(Records from a dataset)
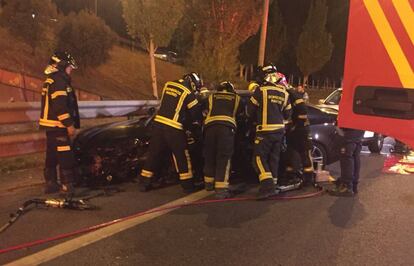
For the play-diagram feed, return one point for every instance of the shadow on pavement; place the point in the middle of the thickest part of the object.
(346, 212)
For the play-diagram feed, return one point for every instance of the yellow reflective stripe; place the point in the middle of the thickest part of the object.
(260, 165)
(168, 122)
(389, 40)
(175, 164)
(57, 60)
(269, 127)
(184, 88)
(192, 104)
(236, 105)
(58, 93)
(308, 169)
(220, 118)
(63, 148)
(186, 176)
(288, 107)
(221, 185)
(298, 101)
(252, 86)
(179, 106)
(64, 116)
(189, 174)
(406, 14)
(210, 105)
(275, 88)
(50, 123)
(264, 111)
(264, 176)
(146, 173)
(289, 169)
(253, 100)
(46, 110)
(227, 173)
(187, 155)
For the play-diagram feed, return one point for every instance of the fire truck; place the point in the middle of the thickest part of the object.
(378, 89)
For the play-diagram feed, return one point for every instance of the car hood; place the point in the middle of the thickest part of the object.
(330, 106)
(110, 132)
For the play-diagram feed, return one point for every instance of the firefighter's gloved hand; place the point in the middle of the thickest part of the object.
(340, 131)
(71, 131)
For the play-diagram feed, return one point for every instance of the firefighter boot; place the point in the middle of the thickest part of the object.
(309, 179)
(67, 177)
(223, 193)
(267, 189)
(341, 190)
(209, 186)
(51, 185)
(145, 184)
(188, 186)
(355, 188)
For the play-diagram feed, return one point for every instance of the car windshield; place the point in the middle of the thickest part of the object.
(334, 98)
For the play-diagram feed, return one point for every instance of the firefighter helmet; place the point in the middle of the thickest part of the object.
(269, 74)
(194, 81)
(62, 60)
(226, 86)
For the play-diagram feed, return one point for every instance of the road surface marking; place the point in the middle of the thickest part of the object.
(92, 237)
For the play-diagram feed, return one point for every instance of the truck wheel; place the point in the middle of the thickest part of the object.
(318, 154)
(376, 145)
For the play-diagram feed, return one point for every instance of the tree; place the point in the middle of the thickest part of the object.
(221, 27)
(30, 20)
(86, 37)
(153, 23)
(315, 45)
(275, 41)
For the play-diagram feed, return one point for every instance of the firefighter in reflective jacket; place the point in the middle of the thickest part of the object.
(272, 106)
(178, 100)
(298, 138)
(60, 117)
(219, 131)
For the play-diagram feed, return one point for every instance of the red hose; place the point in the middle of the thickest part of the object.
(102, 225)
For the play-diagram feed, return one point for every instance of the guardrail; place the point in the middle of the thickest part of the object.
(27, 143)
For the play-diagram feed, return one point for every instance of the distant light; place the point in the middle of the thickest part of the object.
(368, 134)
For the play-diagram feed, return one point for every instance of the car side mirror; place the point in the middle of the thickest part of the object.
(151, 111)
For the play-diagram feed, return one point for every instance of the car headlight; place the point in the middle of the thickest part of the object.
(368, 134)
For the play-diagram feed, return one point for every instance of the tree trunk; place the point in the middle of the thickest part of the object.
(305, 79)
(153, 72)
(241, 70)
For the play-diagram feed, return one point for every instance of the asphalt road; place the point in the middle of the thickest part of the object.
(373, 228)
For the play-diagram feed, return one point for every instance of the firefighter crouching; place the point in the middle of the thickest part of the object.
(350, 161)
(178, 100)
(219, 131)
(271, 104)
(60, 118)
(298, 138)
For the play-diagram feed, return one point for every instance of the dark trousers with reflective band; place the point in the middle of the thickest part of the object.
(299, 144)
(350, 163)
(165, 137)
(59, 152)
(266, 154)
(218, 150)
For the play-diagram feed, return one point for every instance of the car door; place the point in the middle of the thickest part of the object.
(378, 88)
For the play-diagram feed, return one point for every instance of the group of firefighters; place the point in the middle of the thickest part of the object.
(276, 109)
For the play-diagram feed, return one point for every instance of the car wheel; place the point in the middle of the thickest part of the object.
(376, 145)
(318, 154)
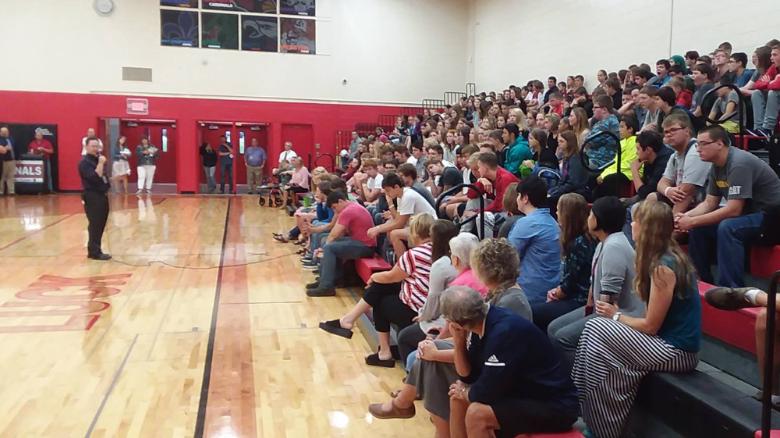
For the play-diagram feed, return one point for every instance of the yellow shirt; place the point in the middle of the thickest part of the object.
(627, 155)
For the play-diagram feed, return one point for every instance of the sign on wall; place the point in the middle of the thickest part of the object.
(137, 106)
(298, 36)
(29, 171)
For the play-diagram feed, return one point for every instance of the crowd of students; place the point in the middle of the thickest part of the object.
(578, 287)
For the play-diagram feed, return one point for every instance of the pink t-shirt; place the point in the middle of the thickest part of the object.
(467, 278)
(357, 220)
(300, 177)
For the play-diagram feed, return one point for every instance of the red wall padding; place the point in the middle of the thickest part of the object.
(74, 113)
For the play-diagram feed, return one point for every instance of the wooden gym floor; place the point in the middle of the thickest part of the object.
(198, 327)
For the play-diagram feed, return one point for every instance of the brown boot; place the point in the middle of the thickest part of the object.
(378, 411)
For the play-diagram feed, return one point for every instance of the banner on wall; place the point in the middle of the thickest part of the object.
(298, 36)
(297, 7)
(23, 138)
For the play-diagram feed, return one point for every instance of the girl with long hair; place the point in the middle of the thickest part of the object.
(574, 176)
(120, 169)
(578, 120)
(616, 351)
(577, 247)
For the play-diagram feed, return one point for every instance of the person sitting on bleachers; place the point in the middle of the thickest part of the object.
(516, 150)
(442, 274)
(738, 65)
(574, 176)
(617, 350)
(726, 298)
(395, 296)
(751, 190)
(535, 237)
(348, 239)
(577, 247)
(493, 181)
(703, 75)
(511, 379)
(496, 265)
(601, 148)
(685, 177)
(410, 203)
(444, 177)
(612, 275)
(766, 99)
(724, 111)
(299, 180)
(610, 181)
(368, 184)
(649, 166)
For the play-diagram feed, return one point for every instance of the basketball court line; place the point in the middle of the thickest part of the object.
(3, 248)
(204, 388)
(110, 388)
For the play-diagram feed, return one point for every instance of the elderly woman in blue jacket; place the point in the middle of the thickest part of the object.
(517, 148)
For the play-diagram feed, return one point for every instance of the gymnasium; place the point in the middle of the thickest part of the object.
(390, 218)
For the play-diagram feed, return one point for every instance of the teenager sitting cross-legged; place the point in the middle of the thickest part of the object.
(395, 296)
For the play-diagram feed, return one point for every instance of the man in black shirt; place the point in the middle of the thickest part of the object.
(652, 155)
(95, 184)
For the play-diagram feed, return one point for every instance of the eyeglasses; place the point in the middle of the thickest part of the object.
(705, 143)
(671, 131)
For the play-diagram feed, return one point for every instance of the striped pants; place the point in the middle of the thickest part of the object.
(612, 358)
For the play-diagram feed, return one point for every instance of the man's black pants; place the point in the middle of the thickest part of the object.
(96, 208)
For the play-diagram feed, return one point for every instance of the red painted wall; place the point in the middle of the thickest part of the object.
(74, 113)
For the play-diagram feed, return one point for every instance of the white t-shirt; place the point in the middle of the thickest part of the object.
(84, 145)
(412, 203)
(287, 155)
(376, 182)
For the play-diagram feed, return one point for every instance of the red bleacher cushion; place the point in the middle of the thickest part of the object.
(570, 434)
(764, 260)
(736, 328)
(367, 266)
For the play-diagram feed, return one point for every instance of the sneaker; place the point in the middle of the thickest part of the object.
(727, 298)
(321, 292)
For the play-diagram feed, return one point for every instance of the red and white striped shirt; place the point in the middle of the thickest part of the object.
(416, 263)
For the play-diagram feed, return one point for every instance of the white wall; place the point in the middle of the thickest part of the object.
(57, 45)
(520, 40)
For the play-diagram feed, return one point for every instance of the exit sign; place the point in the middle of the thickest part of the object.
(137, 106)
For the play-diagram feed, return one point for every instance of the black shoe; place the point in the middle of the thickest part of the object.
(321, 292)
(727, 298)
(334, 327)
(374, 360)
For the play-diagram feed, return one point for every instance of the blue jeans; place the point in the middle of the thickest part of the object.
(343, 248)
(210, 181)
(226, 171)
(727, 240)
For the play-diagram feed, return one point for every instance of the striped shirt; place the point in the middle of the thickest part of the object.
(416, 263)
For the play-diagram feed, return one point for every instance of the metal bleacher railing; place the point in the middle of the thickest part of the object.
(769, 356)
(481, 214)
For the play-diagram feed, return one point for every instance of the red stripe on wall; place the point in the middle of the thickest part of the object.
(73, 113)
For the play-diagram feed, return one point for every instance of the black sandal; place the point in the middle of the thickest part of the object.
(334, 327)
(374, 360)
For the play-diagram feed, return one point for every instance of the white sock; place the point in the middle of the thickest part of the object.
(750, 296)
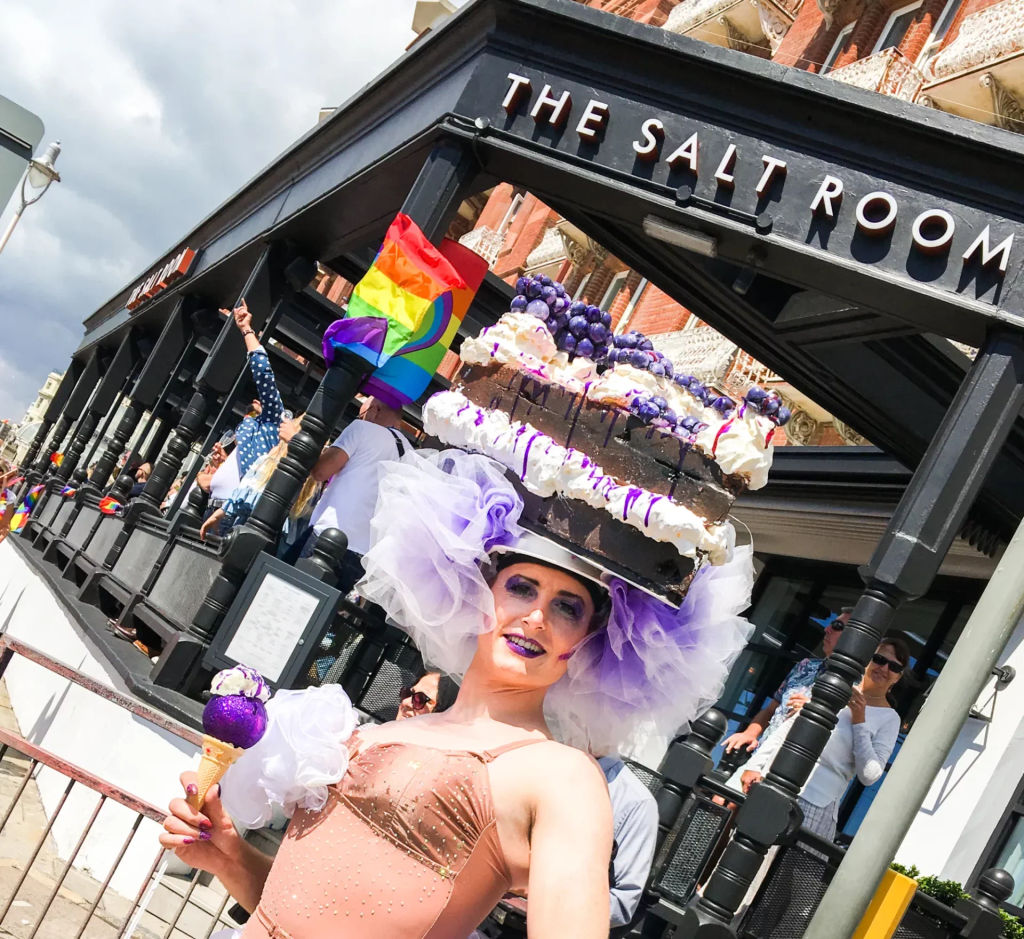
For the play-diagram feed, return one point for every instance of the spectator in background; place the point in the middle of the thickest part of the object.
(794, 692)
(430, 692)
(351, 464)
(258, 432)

*TO DO*
Exactly the lines from the one containing "the black shoe;" to the final line of the entries are wanted; please write them out, both ends included, but not the pictures.

*THE COMPLETED TASK*
For the play-diagram feed, return one point for every instance of the black shoe; place the point in the middle of the thickest part of the object.
(321, 292)
(727, 298)
(334, 327)
(374, 360)
For the play-diagram feed, return one point for every instance of the blue jeans; place the point in the middle of the thickest part of the object.
(343, 248)
(210, 181)
(226, 171)
(727, 240)
For the play-diagram feed, return one point for every instance of the striped shirt; place the point in the middle of the thickest part of the object.
(416, 263)
For the play-diagram feed, return one point for every instance of the metal bleacher railing; place the point in the middle of the thickest part of the object.
(769, 356)
(481, 214)
For the play-diagram feed, return one point for every instance of the red stripe on wall; place the point in the middle of the thickest part of the object.
(73, 113)
For the play-diagram feed, return one point for every instance of the black sandal; place the point in the middle of the thickest part of the object.
(334, 327)
(374, 360)
For the play-diagram feed, return one point for every instance of the white sock; place the point in the middle of the thickest part of the object.
(750, 296)
For the play-diagram feed, return one point for every instance of the spectator in background; place the point in the middle of the thickest part of the object.
(794, 692)
(430, 692)
(351, 464)
(258, 432)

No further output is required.